These are the key concepts you need to understand to accurately answer the question.

Vibrating String
A vibrating string is a key concept in physics, especially when understanding wave phenomena. When a string is fixed at both ends, it can produce standing waves. These are waves that appear to be stationary, but in reality, they are a result of two waves traveling in opposite directions. The fixed points at the ends are called nodes, where there is no movement, and the points of maximum movement are antinodes.
  • For any given harmonic, the number of antinodes is the same as the harmonic number.
  • The first harmonic is the simplest form, with one antinode in the middle.
  • Each subsequent harmonic adds an antinode and creates a more complex wave pattern.
In the exercise, the second overtone corresponds to the third harmonic of the string. This means there are three antinodes along the length of the wire. The length of the wire contains one and a half wavelengths in this configuration.
Wave Speed Calculation
Calculating the wave speed on a string under tension is fundamental to solving problems involving vibrations. The wave speed on a string depends on its tension and linear mass density. The formula to find the speed of a wave traveling along a string is:
\[v = \sqrt{\frac{T}{\mu}} \] Where:
  • \(v\) is the wave speed
  • \(T\) is the tension applied to the string
  • \(\mu\) (mu) is the linear mass density, calculated as mass \(m\) divided by length \(L\).
For example, in the exercise provided, the mass of the wire is 5.625 grams and its length is 75 centimeters. To find the linear mass density, we convert the mass to kilograms and length to meters. This results in a linear mass density of 0.0075 kg/m. Using all given values, the wave speed is approximately 68.06 m/s.

**DATASET ENTRIES:**

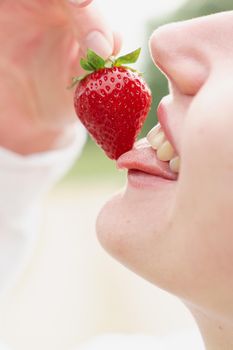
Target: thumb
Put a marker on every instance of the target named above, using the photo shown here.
(91, 30)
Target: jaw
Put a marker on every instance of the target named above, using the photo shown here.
(133, 227)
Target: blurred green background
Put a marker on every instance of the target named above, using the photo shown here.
(94, 166)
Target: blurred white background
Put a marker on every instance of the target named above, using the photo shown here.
(72, 290)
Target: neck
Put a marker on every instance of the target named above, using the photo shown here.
(217, 334)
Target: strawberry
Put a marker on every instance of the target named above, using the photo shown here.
(112, 101)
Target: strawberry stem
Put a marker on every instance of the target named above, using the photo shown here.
(94, 62)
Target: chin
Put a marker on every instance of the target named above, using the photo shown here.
(135, 227)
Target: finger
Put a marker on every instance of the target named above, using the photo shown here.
(92, 31)
(80, 3)
(117, 38)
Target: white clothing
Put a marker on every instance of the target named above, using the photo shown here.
(23, 182)
(187, 340)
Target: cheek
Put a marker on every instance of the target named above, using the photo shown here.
(204, 204)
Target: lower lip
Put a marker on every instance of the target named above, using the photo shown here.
(140, 180)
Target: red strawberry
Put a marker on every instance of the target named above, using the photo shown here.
(112, 102)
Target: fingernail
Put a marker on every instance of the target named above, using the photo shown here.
(98, 43)
(80, 2)
(77, 2)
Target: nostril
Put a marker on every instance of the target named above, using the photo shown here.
(182, 60)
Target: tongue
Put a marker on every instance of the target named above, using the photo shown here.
(143, 158)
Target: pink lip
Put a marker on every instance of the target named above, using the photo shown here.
(163, 120)
(143, 158)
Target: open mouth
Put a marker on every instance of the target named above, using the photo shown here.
(143, 158)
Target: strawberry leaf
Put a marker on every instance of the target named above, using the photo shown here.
(127, 59)
(86, 65)
(94, 60)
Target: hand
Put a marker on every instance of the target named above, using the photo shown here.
(41, 45)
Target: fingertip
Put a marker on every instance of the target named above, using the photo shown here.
(80, 3)
(117, 39)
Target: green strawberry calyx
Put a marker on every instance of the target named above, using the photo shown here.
(94, 62)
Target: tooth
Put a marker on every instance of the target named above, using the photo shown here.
(175, 164)
(154, 131)
(165, 152)
(156, 139)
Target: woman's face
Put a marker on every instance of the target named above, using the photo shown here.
(179, 233)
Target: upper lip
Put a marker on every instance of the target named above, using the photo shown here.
(143, 158)
(164, 121)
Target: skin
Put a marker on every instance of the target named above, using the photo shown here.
(179, 235)
(41, 46)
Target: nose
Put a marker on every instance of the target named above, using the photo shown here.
(177, 51)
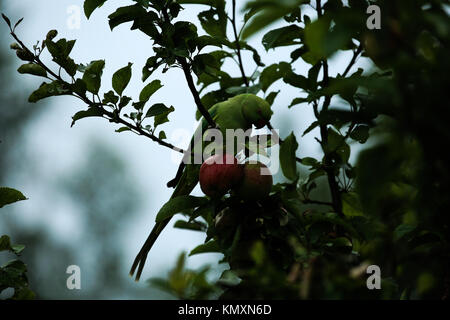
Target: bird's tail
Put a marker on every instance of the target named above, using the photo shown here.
(184, 187)
(141, 257)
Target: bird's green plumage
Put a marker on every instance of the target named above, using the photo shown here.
(239, 112)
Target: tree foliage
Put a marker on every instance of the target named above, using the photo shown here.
(389, 209)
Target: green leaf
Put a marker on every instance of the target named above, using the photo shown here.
(273, 73)
(93, 75)
(288, 160)
(91, 112)
(298, 101)
(214, 21)
(284, 36)
(122, 129)
(336, 143)
(34, 69)
(194, 226)
(121, 78)
(178, 204)
(91, 5)
(271, 97)
(205, 40)
(360, 133)
(149, 90)
(403, 230)
(9, 195)
(162, 118)
(110, 97)
(311, 127)
(150, 66)
(209, 247)
(323, 40)
(269, 12)
(162, 135)
(157, 109)
(308, 161)
(126, 14)
(351, 206)
(55, 88)
(296, 80)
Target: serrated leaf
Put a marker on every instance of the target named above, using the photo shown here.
(288, 160)
(178, 204)
(121, 78)
(33, 69)
(311, 127)
(91, 5)
(149, 90)
(360, 133)
(284, 36)
(273, 73)
(91, 112)
(8, 22)
(163, 117)
(298, 101)
(55, 88)
(157, 109)
(122, 129)
(93, 75)
(194, 226)
(126, 14)
(403, 230)
(9, 195)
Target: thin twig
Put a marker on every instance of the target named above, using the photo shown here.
(238, 46)
(352, 62)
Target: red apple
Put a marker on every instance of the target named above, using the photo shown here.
(219, 173)
(254, 185)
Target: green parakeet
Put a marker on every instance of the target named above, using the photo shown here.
(240, 112)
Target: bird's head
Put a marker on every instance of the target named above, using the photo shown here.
(256, 110)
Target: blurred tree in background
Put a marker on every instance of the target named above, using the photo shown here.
(101, 192)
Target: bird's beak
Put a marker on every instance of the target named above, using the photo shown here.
(261, 123)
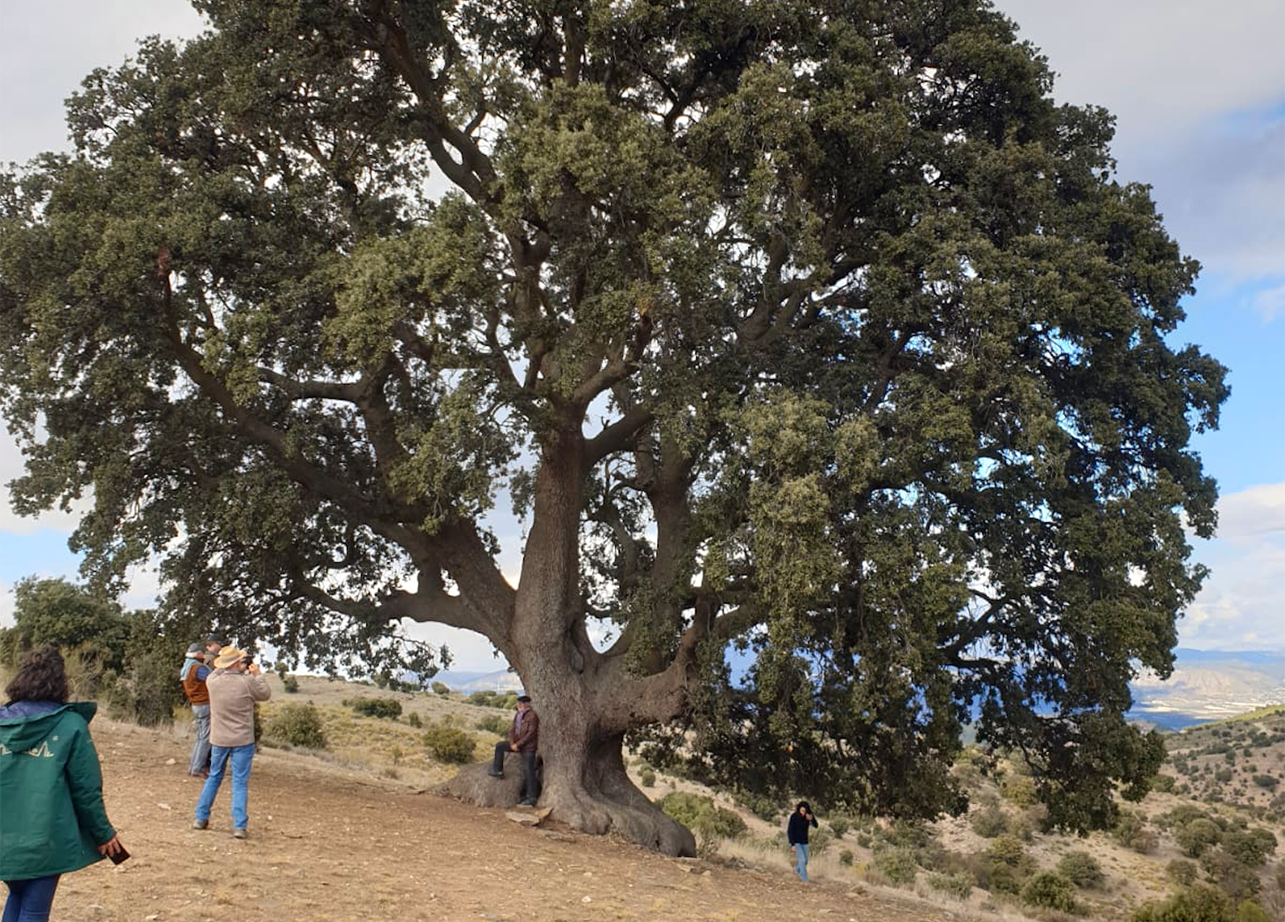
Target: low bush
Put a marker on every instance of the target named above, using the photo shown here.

**JOBS:**
A: Copy the passage on string vibration above from "In the exercise, the" up to and including "in this configuration.".
B: Answer these questions from the passage on string vibration above:
(i) What are the fixed points at the ends of the string called?
(ii) Which harmonic of the string does the second overtone in the exercise correspond to?
(iii) What linear mass density results for the wire in the exercise?

**TASK RESULTS:**
A:
In the exercise, the second overtone corresponds to the third harmonic of the string. This means there are three antinodes along the length of the wire. The length of the wire contains one and a half wavelengths in this configuration.

B:
(i) Nodes
(ii) The third harmonic
(iii) 0.0075 kg/m